What the task requires >>
Print the stretch of the items below word for word, from the line containing "Practice. Locate the navy" through the line containing "[(419, 174)]", both ends included. Leave the pictures out.
[start Data]
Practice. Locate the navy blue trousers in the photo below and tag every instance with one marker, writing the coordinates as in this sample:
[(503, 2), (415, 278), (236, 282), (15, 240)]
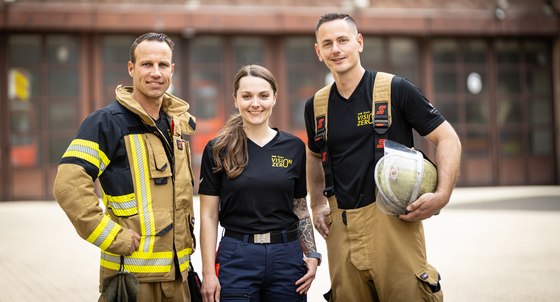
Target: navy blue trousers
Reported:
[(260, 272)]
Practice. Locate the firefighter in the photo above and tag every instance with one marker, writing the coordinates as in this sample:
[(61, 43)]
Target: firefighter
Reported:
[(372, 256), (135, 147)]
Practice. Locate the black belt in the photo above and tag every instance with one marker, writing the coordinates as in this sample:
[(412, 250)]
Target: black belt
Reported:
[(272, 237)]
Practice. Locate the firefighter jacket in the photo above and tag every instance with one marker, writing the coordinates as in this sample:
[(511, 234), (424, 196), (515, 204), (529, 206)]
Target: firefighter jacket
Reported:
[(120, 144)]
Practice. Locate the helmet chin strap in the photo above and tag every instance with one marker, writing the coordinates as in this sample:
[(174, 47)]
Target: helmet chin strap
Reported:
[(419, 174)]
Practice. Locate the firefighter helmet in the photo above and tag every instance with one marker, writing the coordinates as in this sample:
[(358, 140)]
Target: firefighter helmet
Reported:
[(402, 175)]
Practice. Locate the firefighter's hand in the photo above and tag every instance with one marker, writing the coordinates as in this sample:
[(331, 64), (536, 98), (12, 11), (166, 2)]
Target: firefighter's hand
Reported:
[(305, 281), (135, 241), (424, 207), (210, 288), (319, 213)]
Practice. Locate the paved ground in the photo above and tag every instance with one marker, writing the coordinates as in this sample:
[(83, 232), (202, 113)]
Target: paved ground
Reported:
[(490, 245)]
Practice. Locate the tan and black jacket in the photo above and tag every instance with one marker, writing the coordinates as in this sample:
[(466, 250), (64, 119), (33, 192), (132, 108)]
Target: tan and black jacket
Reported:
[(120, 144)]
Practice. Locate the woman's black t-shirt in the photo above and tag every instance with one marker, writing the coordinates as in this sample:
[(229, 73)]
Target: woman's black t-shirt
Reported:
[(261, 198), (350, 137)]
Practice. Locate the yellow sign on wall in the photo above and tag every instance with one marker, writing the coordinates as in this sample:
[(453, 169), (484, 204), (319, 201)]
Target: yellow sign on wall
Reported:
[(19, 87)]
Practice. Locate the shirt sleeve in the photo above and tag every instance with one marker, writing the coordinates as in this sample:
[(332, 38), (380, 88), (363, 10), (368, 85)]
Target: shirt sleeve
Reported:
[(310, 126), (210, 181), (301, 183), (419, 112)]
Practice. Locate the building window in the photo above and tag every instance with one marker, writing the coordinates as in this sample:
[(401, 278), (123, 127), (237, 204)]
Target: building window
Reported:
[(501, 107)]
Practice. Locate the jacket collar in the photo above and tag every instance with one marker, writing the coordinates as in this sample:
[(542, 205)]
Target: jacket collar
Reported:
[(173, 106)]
[end Data]
[start Data]
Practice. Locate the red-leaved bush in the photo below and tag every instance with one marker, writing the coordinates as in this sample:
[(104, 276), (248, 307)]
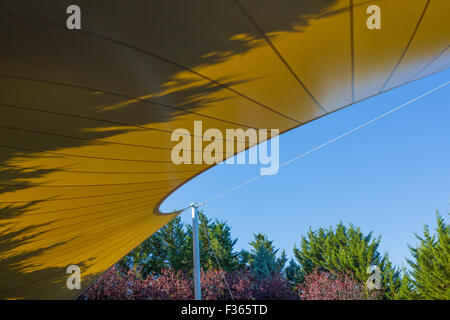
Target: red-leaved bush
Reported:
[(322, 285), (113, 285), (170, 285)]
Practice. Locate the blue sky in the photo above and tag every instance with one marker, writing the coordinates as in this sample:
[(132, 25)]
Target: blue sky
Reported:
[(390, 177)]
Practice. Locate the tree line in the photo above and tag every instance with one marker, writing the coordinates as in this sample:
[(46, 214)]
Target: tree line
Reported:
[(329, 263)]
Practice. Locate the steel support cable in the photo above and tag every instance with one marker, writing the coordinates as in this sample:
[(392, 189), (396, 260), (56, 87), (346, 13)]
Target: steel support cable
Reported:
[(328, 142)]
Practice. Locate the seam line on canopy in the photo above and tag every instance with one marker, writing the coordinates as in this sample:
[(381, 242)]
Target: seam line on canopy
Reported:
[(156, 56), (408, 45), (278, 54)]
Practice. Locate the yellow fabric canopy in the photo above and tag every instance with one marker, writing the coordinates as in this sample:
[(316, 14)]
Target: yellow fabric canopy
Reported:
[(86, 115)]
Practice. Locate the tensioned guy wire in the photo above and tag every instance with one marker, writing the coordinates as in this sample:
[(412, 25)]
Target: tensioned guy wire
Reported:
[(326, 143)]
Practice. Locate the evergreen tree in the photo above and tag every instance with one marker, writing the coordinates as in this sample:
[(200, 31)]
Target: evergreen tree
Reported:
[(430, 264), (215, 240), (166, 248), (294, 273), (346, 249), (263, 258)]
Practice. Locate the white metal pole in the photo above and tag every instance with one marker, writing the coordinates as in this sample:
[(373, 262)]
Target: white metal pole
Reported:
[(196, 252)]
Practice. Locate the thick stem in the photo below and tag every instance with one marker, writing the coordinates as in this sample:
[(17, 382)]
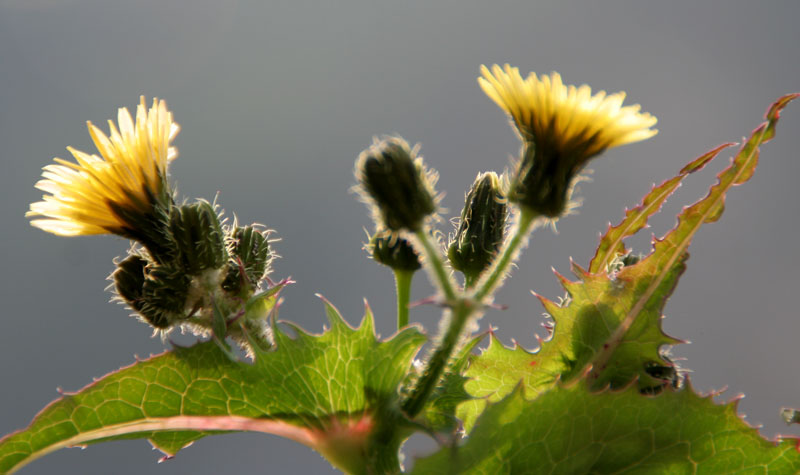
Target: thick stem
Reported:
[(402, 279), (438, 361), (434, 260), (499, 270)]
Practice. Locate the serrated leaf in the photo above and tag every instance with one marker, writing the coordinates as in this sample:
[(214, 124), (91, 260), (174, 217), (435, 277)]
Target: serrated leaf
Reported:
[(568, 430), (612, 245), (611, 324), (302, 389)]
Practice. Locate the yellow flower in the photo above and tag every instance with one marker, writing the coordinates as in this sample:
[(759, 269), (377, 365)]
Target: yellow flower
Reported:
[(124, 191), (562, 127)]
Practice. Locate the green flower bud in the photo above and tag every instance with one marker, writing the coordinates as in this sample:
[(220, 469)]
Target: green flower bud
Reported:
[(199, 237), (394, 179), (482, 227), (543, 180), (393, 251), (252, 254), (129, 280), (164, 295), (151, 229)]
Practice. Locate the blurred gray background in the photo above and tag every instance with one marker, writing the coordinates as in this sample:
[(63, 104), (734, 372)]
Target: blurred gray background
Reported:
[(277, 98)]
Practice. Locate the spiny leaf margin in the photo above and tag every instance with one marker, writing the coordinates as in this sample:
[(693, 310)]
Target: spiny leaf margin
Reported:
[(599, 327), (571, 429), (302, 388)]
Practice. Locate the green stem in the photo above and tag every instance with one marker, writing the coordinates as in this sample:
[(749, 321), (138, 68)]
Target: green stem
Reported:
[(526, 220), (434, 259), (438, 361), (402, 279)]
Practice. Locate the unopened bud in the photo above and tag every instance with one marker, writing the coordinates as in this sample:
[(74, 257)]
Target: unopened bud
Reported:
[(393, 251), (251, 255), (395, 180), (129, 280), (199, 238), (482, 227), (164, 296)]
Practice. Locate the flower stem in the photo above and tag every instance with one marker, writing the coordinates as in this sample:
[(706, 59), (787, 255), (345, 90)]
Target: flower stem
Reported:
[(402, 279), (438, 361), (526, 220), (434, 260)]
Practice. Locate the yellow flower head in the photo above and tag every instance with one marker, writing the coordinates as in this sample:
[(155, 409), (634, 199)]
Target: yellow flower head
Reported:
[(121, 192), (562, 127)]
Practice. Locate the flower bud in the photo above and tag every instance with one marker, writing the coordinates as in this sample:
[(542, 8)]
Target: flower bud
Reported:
[end Data]
[start Data]
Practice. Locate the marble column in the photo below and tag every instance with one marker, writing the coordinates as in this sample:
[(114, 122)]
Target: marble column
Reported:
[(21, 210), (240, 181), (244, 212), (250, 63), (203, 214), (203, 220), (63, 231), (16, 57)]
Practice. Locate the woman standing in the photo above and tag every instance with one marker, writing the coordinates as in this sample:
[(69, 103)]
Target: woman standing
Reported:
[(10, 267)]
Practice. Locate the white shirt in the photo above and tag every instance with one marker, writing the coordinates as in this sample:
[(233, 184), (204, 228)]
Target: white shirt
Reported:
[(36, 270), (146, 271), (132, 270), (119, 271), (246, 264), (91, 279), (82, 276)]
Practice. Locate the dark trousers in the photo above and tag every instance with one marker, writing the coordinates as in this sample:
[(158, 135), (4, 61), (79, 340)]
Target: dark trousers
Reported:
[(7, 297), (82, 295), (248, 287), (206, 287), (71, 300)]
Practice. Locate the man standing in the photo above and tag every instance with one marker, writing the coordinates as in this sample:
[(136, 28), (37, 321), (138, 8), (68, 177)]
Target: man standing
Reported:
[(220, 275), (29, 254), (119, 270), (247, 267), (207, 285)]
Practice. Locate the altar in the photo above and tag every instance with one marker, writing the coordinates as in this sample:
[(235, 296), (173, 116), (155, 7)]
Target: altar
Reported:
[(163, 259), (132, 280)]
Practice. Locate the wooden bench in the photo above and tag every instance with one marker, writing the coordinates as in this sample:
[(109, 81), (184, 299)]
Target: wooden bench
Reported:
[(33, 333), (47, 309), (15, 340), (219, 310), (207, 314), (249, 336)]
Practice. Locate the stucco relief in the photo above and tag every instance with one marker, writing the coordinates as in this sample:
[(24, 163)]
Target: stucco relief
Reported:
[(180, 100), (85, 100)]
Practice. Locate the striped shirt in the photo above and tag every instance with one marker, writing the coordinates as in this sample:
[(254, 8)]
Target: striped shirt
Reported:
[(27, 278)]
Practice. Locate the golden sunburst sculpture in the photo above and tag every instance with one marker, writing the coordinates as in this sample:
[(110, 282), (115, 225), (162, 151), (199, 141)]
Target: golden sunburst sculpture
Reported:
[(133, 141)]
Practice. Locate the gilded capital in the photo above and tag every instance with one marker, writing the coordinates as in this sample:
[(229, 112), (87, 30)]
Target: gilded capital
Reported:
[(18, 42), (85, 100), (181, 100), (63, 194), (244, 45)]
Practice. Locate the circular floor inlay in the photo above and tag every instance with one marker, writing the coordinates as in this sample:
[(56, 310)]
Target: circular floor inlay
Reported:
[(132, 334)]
[end Data]
Task result >>
Practice. Locate the navy blue trousers in the photo below and tag every instance with one marker, writing the coordinates as in this sample:
[(503, 2), (415, 278), (236, 282), (15, 240)]
Target: navy blue trousers
Reported:
[(260, 272)]
Practice. Locate the firefighter in the photo above and tag every instance with one marker, writing the coordinates as in this sample:
[(61, 43)]
Target: firefighter
Reported:
[(372, 256), (135, 147)]
Practice. Locate the black belt in the photo above and tag every instance with one marker, writing the coordinates as in this sample:
[(412, 250)]
Target: black belt
Reported:
[(272, 237)]
Practice. Locate the firefighter jacket in the photo above and tag every instance with one marker, writing the coordinates as in this sample:
[(511, 234), (424, 196), (515, 204), (529, 206)]
Target: firefighter jacket
Reported:
[(120, 144)]
Practice. Locate the helmet chin strap in the photo above and tag every instance with one marker, writing the coordinates as in this sample:
[(174, 47)]
Target: helmet chin strap
Reported:
[(419, 174)]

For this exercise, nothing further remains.